== Problem statement ==
Starting at the line with "point at the dark hair" and going on through the line with "point at the downtown building cluster", reproduce each line in the records below exactly and nothing more.

Stored records:
⟨

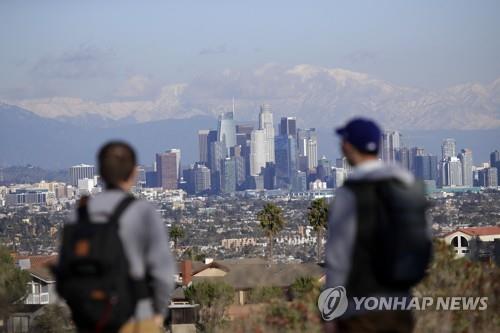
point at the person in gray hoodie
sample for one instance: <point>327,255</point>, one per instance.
<point>141,229</point>
<point>360,141</point>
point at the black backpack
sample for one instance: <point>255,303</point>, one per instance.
<point>402,244</point>
<point>93,272</point>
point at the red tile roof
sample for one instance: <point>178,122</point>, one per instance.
<point>480,231</point>
<point>39,261</point>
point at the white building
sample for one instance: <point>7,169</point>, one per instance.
<point>391,142</point>
<point>460,238</point>
<point>465,157</point>
<point>266,124</point>
<point>81,171</point>
<point>257,151</point>
<point>451,172</point>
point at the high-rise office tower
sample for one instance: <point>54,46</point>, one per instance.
<point>167,165</point>
<point>270,176</point>
<point>266,124</point>
<point>488,177</point>
<point>307,144</point>
<point>299,182</point>
<point>391,143</point>
<point>414,152</point>
<point>218,152</point>
<point>495,162</point>
<point>201,179</point>
<point>465,157</point>
<point>81,171</point>
<point>245,129</point>
<point>257,152</point>
<point>426,167</point>
<point>203,145</point>
<point>227,129</point>
<point>288,126</point>
<point>324,169</point>
<point>452,172</point>
<point>212,137</point>
<point>448,149</point>
<point>403,157</point>
<point>228,176</point>
<point>286,159</point>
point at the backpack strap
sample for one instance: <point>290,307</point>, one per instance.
<point>82,211</point>
<point>120,208</point>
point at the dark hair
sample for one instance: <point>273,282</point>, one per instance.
<point>117,161</point>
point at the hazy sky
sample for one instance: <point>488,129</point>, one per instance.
<point>98,49</point>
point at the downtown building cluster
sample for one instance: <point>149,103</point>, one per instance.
<point>450,170</point>
<point>236,157</point>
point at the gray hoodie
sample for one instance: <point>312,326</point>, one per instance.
<point>342,221</point>
<point>146,244</point>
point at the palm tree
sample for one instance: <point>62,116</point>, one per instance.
<point>175,233</point>
<point>271,221</point>
<point>317,216</point>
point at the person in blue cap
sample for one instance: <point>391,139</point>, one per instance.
<point>351,244</point>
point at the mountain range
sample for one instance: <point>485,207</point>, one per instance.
<point>58,132</point>
<point>315,95</point>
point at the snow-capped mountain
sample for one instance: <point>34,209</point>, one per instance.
<point>315,95</point>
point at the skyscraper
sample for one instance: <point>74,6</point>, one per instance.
<point>167,165</point>
<point>81,171</point>
<point>452,172</point>
<point>286,159</point>
<point>465,157</point>
<point>414,152</point>
<point>266,124</point>
<point>391,143</point>
<point>203,145</point>
<point>288,126</point>
<point>426,167</point>
<point>201,179</point>
<point>324,169</point>
<point>448,149</point>
<point>228,175</point>
<point>257,152</point>
<point>488,177</point>
<point>307,144</point>
<point>495,163</point>
<point>227,129</point>
<point>403,157</point>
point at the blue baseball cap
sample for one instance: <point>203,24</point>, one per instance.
<point>364,134</point>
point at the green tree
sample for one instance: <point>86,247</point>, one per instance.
<point>176,232</point>
<point>213,299</point>
<point>13,282</point>
<point>317,216</point>
<point>302,286</point>
<point>194,254</point>
<point>265,294</point>
<point>53,319</point>
<point>272,222</point>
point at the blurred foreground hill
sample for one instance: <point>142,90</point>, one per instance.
<point>447,277</point>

⟩

== Answer to the exercise ==
point at the dark hair
sample for one instance: <point>273,282</point>, one per instance.
<point>117,161</point>
point at the hazy sky
sample for one instance: <point>488,129</point>, one per instance.
<point>98,49</point>
point at the downtown building cluster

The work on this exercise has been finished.